▶ [Consigne 1]:
Présente en tableau Markdown les lignes du listing, de celle qui contient "Point out the white wall, one" jusqu'à celle qui contient "(1202, 553)", incluse. Mets deux colonnes, « N° » pour le numéro de rang et « Ligne » pour le texte, et laisse de côté les lignes vides.
▶ [Consigne 2]:
Écris la suite du texte sur le bloc-notes Bamboo Spark de Wacom, en reprenant juste après sa dernière phrase.

▶ [Extrait à lire]:
Il y a ceux qui suivent la transition numérique au fil des avancements, et il y a les indécrottables de la vieille école qui vivent, pensent et rêvent analogique. Et puis il y a ceux qui, entre deux chaises, apprécient la praticité du premier monde tout en affectionnant la véracité du second. Pour ces derniers, et appliqué à de la prise de notes, Wacom propose son Bamboo Spark. Il s'agit tout simplement d'un bloc-notes numérique : l'utilisateur écrit ou croque avec un stylo à encre sur du vrai papier, il appuie sur un bouton et une version numérique de sa réalisation est instantanément sauvegardée et synchronisée sur le téléphone (ou la tablette) et le cloud.
Présentation du Bamboo Spark
Le Bamboo Spark ressemble à un étui pour tablette 10 pouces : une pochette à deux volets, mesurant 25,3 x 20,2 x 2,2 cm. La version Snap-fit pour iPad air 2, capable d'accueillir la tablette d'Apple, en est d'ailleurs un, d'étui, tout comme la version With tablet sleeve, plus permissive sur la nature de l'ardoise. Mais dans tous les cas, les smart folios de Wacom sont différents puisqu'ils abritent un bloc-notes papier et un stylo à encre. Wacom nous a envoyé la troisième version Gadget Pocket, où le volet de gauche est prévu pour accueillir une réserve de papier ou encore un smartphone. Le poids varie en fonction du modèle, entre 535 et 620 grammes.L'extérieur de l'étui est recouvert d'un duo de tissus aux touchers différents : pas de folie textile sur le plan esthétique - on est dans ce qu'on pourrait appeler la « rigueur allemande » - néanmoins Wacom a soigné sa finition. L'intérieur, uni et gris, est tapissé d'un matériau ressemblant à du suède synthétique. Dans la gadget pocket de la deuxième de couverture, une petite patte aimantée permet de caler les éventuelles feuilles volantes. Le stylo se fixe à une découpe dans la reliure par l'attache de son capuchon. L'ensemble se referme à l'aide d'un élastique qui s'amarre à un crochet en plastique.

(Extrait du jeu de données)
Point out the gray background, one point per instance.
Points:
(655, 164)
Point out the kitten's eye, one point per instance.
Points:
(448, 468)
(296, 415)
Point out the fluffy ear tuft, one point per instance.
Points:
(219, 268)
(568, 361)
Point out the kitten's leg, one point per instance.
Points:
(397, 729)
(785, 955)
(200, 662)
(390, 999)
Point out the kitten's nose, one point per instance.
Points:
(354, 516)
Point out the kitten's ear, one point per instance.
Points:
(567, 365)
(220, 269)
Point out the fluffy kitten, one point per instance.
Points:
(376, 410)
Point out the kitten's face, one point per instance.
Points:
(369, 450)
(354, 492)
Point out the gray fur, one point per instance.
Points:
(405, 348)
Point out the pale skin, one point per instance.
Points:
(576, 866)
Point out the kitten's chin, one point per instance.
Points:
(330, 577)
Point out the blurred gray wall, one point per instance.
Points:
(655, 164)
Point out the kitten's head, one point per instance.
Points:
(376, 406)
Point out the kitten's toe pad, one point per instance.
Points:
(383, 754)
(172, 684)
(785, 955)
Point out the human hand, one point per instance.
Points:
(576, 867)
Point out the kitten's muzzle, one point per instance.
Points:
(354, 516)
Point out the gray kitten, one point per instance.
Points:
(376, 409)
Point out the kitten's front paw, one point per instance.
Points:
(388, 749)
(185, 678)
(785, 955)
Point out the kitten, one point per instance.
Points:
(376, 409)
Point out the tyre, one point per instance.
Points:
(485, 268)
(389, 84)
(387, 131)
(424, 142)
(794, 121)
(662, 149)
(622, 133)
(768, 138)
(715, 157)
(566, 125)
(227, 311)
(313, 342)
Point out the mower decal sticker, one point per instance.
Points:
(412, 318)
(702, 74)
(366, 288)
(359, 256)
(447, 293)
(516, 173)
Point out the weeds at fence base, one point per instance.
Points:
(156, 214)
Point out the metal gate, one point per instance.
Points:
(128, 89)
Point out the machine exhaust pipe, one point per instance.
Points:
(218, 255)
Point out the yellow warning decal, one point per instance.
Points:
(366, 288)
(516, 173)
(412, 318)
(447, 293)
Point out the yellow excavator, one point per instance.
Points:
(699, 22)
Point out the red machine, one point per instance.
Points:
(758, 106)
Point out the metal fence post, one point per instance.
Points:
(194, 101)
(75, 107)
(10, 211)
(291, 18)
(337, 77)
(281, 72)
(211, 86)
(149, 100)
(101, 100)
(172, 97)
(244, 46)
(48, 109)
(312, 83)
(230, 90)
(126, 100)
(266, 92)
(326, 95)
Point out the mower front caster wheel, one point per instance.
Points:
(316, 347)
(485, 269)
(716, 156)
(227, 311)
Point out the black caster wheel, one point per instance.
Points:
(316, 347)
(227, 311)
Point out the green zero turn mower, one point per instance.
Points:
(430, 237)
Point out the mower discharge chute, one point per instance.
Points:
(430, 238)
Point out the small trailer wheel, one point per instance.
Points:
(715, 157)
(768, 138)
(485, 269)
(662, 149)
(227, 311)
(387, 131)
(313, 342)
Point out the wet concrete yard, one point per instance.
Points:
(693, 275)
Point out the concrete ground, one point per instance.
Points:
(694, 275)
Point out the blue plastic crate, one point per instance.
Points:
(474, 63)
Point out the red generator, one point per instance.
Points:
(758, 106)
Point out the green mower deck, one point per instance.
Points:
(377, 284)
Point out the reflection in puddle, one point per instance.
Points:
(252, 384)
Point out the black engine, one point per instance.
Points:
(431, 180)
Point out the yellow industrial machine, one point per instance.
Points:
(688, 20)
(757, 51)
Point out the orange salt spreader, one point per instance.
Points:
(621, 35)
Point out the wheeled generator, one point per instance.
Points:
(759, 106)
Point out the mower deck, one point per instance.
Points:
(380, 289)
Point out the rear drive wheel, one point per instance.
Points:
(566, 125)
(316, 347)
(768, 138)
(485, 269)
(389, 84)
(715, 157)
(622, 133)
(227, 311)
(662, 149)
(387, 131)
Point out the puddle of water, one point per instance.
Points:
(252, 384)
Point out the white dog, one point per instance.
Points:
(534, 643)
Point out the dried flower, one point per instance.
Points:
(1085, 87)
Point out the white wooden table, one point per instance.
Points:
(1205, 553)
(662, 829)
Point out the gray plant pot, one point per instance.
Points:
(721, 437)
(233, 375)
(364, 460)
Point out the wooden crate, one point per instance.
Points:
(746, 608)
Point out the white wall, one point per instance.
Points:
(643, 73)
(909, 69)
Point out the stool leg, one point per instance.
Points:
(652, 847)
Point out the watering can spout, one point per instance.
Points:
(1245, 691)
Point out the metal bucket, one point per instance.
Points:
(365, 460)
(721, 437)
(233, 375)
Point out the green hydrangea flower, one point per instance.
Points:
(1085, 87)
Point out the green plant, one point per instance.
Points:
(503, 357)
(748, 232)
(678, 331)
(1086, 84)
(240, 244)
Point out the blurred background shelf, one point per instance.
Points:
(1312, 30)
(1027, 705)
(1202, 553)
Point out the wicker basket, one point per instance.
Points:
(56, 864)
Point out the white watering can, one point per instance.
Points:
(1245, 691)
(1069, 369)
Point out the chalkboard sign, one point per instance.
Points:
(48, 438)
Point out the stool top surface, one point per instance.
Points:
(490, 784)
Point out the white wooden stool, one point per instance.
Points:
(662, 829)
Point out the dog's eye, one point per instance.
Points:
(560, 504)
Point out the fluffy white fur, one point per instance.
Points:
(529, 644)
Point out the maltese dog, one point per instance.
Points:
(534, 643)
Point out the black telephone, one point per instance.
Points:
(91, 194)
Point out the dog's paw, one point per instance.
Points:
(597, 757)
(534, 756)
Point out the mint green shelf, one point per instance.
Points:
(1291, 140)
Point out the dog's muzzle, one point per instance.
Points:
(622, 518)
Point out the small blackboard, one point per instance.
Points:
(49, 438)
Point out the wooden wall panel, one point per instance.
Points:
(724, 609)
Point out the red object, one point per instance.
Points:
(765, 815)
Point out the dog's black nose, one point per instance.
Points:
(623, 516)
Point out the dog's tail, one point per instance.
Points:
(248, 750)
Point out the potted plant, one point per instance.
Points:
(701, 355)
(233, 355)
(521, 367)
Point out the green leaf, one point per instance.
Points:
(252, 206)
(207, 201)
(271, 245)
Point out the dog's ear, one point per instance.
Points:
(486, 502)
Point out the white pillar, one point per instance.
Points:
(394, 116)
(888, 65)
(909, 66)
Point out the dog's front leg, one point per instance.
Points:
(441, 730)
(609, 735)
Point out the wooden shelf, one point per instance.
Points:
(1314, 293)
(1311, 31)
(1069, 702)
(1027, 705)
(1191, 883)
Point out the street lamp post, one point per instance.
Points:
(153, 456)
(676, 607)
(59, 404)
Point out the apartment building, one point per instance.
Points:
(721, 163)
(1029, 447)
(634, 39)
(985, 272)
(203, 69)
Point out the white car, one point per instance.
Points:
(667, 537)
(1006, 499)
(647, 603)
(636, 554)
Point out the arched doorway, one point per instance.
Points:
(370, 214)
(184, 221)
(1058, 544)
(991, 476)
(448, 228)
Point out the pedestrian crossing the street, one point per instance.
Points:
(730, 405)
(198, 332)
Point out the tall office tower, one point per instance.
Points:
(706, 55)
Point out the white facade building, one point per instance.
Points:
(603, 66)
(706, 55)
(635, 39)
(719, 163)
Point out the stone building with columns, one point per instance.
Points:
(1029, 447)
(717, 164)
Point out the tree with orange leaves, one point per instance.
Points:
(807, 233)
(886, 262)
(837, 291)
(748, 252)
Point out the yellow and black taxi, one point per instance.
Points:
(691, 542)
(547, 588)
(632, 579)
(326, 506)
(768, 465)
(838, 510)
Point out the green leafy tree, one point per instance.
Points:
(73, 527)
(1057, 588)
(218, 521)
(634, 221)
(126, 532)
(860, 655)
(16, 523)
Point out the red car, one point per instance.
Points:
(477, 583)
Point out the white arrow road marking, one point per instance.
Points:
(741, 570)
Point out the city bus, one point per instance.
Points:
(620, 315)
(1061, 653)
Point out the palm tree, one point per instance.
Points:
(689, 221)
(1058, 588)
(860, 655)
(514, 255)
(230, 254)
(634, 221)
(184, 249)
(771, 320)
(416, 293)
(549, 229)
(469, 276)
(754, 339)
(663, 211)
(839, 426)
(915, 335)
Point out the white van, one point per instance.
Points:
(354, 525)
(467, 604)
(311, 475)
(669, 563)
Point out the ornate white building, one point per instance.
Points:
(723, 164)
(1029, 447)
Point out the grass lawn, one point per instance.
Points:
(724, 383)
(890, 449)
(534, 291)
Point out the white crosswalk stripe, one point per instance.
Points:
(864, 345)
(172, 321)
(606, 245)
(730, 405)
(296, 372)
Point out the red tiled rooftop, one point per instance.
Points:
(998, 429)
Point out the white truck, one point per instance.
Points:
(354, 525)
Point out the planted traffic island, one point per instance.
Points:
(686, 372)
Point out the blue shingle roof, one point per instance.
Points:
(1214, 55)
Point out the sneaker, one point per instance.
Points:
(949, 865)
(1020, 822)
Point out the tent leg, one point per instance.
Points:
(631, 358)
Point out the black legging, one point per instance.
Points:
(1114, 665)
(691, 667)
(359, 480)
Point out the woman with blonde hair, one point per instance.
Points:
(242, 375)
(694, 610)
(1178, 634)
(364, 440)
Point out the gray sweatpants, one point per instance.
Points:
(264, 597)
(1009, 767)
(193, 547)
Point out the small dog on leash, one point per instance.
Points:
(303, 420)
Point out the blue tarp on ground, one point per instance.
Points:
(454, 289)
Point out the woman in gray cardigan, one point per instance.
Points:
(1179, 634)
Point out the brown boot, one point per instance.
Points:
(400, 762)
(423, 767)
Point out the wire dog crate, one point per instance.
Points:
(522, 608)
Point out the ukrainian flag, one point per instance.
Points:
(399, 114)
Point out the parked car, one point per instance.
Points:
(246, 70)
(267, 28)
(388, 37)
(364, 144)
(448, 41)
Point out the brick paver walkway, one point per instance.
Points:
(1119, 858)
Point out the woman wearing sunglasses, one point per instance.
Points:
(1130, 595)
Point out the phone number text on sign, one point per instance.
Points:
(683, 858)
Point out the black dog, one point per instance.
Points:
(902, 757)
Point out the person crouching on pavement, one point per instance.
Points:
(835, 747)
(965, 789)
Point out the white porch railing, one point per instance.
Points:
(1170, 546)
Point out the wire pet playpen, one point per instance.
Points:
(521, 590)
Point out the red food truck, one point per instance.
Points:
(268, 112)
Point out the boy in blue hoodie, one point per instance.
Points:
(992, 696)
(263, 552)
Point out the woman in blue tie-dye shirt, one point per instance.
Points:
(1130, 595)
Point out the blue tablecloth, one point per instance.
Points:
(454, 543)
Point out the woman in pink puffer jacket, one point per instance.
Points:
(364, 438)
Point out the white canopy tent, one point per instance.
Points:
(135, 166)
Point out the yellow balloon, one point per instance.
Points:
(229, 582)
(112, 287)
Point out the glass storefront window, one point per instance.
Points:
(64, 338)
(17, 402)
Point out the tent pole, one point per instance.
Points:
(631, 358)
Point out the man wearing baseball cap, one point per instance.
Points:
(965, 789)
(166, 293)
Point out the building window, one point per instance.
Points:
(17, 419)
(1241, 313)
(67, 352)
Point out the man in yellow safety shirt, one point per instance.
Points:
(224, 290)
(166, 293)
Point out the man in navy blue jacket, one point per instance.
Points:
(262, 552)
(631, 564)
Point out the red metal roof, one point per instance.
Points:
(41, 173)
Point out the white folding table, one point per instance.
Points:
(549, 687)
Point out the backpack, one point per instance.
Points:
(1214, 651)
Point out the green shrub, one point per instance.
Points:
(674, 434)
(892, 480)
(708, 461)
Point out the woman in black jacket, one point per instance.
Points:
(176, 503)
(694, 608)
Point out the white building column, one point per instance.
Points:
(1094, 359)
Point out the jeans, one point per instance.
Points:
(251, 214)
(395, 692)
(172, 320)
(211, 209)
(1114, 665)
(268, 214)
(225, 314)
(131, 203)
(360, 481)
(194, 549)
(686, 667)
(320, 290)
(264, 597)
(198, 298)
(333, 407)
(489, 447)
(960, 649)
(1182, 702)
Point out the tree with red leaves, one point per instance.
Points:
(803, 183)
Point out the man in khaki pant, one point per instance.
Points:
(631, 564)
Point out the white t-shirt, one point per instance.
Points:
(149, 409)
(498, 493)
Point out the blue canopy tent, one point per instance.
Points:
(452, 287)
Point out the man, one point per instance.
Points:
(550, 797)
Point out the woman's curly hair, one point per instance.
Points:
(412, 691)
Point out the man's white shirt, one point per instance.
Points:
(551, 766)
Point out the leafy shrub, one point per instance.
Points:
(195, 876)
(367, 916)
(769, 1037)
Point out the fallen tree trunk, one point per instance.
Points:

▶ [Résultat final 1]:
| N° | Ligne |
|---|---|
| 1 | Point out the white wall, one point per instance. |
| 2 | Points: |
| 3 | (643, 73) |
| 4 | (909, 69) |
| 5 | Point out the stool leg, one point per instance. |
| 6 | Points: |
| 7 | (652, 847) |
| 8 | Point out the watering can spout, one point per instance. |
| 9 | Points: |
| 10 | (1245, 691) |
| 11 | Point out the metal bucket, one point per instance. |
| 12 | Points: |
| 13 | (365, 460) |
| 14 | (721, 437) |
| 15 | (233, 375) |
| 16 | Point out the green hydrangea flower, one point per instance. |
| 17 | Points: |
| 18 | (1085, 87) |
| 19 | Point out the green plant, one point per instance. |
| 20 | Points: |
| 21 | (503, 357) |
| 22 | (748, 232) |
| 23 | (678, 331) |
| 24 | (1086, 84) |
| 25 | (240, 244) |
| 26 | Point out the blurred background shelf, one point per instance. |
| 27 | Points: |
| 28 | (1312, 30) |
| 29 | (1027, 705) |
| 30 | (1202, 553) |

▶ [Résultat final 2]:
Ce qui nous intéresse toutefois, c'est le battant de droite qui contient toute l'électronique. A commencer par une batterie (de capacité et d'autonomie inconnues), et donc un port USB pour la recharge et un bouton marche - arrêt. Au centre de la couverture se trouve la zone active sur laquelle on vient loger le bloc-notes au format A5 (21 x 14,8 cm). Cette zone active renferme un maillage de capteurs qui va déterminer la position du stylo par le phénomène de résonance magnétique, le stylo étant pourvu d'un aimant. En dehors de cette spécificité, le stylo est un modèle standard, passif (c'est-à-dire sans batterie), utilisant des recharges d'encre vendues dans le commerce et sur le site du constructeur (Ministar D ISO 12757-2 DOC SWISS). Wacom en livre trois en tout.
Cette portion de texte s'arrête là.